# WHAT IS EXPECTED
Would you quote every entry exactly, dropping only the pictures?

-- BEGIN RECORDS TO USE --

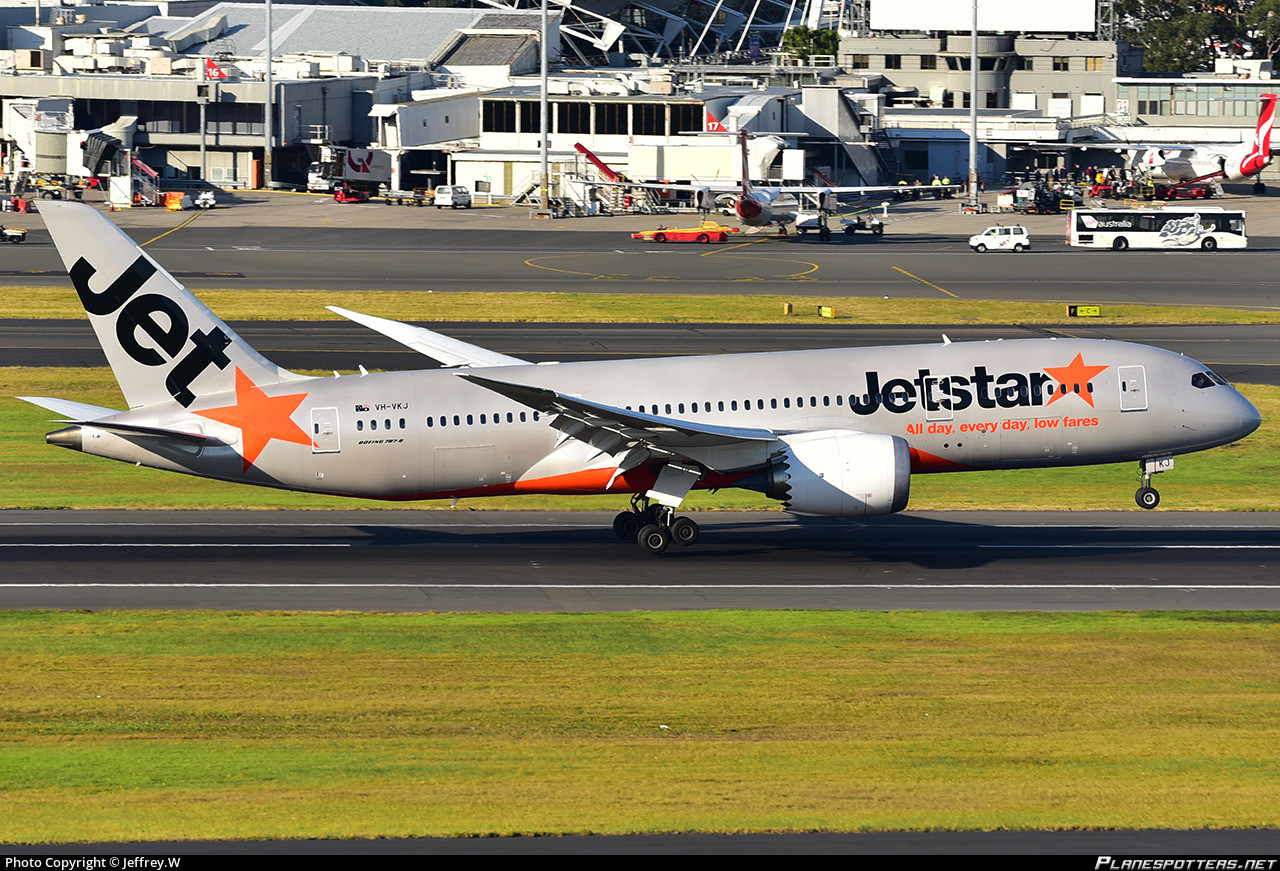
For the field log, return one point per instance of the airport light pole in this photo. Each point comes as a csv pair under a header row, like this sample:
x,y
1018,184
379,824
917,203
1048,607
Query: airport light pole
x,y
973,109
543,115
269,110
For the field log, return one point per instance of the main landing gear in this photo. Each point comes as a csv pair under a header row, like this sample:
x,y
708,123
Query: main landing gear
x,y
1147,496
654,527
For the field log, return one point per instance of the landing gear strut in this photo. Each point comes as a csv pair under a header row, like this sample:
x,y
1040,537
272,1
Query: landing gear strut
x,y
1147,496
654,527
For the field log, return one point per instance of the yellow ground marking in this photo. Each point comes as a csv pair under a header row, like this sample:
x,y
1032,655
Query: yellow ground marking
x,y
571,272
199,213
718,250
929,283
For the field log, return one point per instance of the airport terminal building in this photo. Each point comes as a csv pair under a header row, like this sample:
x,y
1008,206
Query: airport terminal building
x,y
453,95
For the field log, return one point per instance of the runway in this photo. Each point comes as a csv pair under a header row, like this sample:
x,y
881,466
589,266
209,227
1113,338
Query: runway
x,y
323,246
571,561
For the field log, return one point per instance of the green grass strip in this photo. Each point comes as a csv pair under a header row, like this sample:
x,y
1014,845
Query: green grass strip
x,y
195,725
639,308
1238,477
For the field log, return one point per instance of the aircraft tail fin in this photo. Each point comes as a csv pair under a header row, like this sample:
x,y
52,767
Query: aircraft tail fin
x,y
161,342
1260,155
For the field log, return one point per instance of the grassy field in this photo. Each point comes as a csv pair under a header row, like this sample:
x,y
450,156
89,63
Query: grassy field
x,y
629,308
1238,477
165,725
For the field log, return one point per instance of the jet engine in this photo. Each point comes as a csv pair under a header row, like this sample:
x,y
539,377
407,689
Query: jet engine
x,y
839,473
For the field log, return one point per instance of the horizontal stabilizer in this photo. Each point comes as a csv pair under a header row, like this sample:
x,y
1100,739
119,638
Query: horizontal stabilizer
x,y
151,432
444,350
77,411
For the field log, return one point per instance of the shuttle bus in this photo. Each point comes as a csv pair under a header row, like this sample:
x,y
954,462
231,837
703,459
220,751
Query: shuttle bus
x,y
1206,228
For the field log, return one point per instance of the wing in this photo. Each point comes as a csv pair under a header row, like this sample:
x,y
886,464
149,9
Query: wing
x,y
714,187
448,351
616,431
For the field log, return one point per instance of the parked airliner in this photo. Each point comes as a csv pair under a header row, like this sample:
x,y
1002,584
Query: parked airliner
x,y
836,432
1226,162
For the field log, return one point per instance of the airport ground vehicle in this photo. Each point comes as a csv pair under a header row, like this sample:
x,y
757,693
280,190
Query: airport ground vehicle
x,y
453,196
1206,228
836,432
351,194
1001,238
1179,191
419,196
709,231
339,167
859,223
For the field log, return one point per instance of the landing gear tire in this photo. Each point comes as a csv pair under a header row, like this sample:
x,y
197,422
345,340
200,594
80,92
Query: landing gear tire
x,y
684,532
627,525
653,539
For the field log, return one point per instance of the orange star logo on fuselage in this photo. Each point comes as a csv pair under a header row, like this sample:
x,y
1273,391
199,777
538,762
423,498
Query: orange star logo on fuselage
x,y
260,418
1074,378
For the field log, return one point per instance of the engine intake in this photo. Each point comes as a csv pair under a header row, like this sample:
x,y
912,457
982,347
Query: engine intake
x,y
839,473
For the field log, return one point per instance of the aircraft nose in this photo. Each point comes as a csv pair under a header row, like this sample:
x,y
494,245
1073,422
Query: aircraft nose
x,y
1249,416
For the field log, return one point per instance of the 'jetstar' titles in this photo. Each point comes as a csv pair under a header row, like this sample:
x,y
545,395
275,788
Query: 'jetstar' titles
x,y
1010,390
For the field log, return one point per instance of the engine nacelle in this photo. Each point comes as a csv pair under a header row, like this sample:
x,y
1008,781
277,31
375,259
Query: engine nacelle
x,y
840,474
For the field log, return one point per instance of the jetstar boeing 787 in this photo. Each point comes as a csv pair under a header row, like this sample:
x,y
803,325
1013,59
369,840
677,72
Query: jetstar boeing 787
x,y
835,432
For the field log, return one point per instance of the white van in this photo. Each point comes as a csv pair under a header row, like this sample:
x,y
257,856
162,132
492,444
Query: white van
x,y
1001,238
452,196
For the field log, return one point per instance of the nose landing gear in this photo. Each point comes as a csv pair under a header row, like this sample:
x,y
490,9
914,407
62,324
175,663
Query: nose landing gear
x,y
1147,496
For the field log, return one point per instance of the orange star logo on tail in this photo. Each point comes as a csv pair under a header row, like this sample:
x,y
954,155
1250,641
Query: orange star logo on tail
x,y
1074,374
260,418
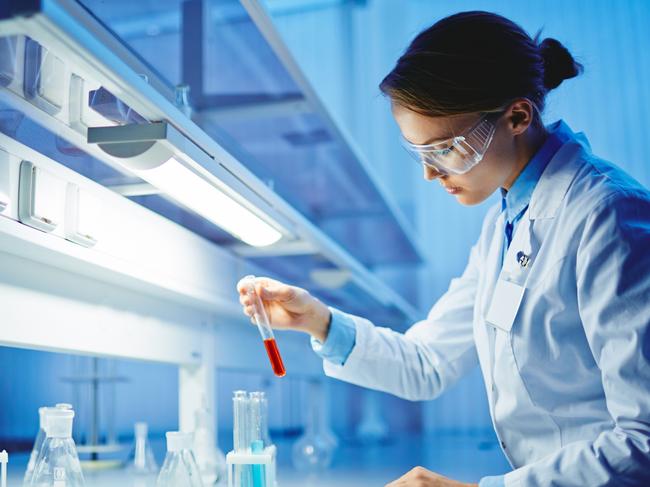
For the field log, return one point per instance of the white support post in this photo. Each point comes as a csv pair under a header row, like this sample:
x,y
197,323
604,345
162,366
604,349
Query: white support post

-- END RECORDS TO USE --

# ANSWER TO THE TASK
For the field log, return one point per instance of the airport light pole in this photo. Each point comes as a csv pair under a header row, like this sample:
x,y
1018,184
379,824
917,203
1048,607
Query: airport light pole
x,y
973,109
543,115
269,110
For the field log, return one point per instance of the main landing gear in this photo. Each point comes as a csv pair under a header row, like this sample:
x,y
708,123
Query: main landing gear
x,y
1147,496
654,527
For the field log, return one point per instance of the landing gear strut in this photo. Each point comes as a csv pair under a header row, like this sample:
x,y
1040,537
272,1
Query: landing gear strut
x,y
1147,496
654,527
For the field log, return one point per instance of the yellow ground marking in this photo. Each point comes as a csv pair under a header row, like this sample:
x,y
1032,655
Query: yellow ground marking
x,y
571,272
199,213
718,250
929,283
For the field log, return one point per instance of the airport terminal building in this photo. Each point comes as a csv pair under a header row, like this sample:
x,y
1008,206
Query: airport terminal building
x,y
453,95
For the field log, return one point per instance of the runway in this photo. Each point comes as a csv pair under a header row, like this sample:
x,y
881,466
589,266
209,227
1113,338
Query: runway
x,y
323,246
571,561
For the field log, return one point per instance of the green grass strip in this photo. Each point comes as a csv pair under a header row, like this sample:
x,y
1014,845
Query: green grass strip
x,y
195,725
639,308
1238,477
For the field log, return one point per instance of the aircraft tail fin in this photo. Each point comes as a csv pair under a header row, like this sample:
x,y
52,767
Query: aircraft tail fin
x,y
161,342
1260,155
For the field log, return one point per instance of the grassy field in this photo. Each point comes as a csv pair under a header row, like this sample:
x,y
450,156
89,63
Query: grassy field
x,y
629,308
1238,477
165,725
For the field log, return one point per instance of the jet engine in this photo. Each point comes as a csv pair under a header row, like this sample:
x,y
539,377
407,689
Query: jet engine
x,y
839,473
For the field log, return one point per instance of the horizontal stabilizer in this photo. Each point comes as a csv pair under a header row, like this sample:
x,y
1100,739
119,638
Query: horizontal stabilizer
x,y
151,432
444,350
77,411
For the field log, return one point per instance of the shuttle bus in this photo. Each point comes as a csv pair under a header row, like this sample:
x,y
954,462
231,837
703,459
220,751
Query: shuttle bus
x,y
1206,228
For the field log, return one point per instance of the wing in this photo. Each point comes as a csv pair under a header row, like this sample:
x,y
886,464
149,9
Query: wing
x,y
714,187
448,351
616,431
For the field log, return one point per instance of the parked airliner in this photo. Each point comes as a csv pair under a header row, like this sample:
x,y
1002,584
Query: parked airliner
x,y
836,432
1226,162
For the field log, return one point per instance of the airport ground vehicle in this photo. Each point comes as a csv pair under a header row, like this sample:
x,y
757,693
280,190
Query: airport ground vehicle
x,y
453,196
1206,228
836,432
351,194
1001,238
1179,191
419,196
709,231
339,167
859,223
For the field log, return one point per instance of the landing gear tire in this photo. Each point comes as a csv pair under a header row, like this sample:
x,y
197,422
345,340
200,594
80,92
Query: landing gear tire
x,y
684,532
627,525
653,539
For the field log, return one point per instance of the orange star logo on fuselage in this photo. Each point comes as a csv pair under a header row, like this sample:
x,y
1273,391
199,777
538,762
423,498
Query: orange star logo on fuselage
x,y
260,418
1074,378
For the field log, return one point per instance of the engine intake in this photo. Each point comes as a csv pair under a header row, like this sample:
x,y
912,457
982,347
Query: engine intake
x,y
839,473
For the field log, return one point per instance of the aircraft nose in this photo. Each point comes as a csv pair under a header row, like this sample:
x,y
494,245
1073,422
Query: aircraft nose
x,y
1249,416
For the field log, return one point per instance of the 'jetstar' titles in this photo. Each point comes as a csv pair under a header row, like this sample:
x,y
545,395
275,788
Query: 'jetstar' titles
x,y
1010,390
For the field log, return one point per instance of the engine nacelle in this photo. Each point comes as a csv pair under a header row, like this sample:
x,y
1008,781
277,31
375,259
Query: engine nacelle
x,y
840,474
For the field log, return one point per instance of the jetstar boeing 787 in this photo. Each point comes as a csv pair under a header row, like this sample:
x,y
803,325
1013,59
369,840
677,72
Query: jetstar boeing 787
x,y
835,432
For the field log, return one point per instance of the white van in this photo. Each point comes as a csv pair under a header row, like this sample:
x,y
257,856
162,132
492,444
Query: white van
x,y
1001,238
452,196
For the field log, return one point per instance of the nose landing gear in this photo. Each point comes as a csv pair under a header row, like this sample:
x,y
490,9
914,407
62,324
175,663
Query: nose landing gear
x,y
1147,496
For the field log, return one point per instance of the orange star logo on tail in this photo. Each point comes as a csv pair under a header row, like this sample:
x,y
954,155
1250,641
Query: orange star logo on tail
x,y
1074,374
260,418
For the field log, return one point per instance of the white support post in this photo. Each point comes as a csv pair under a header row, like this sample:
x,y
197,323
604,345
162,366
604,349
Query: white support post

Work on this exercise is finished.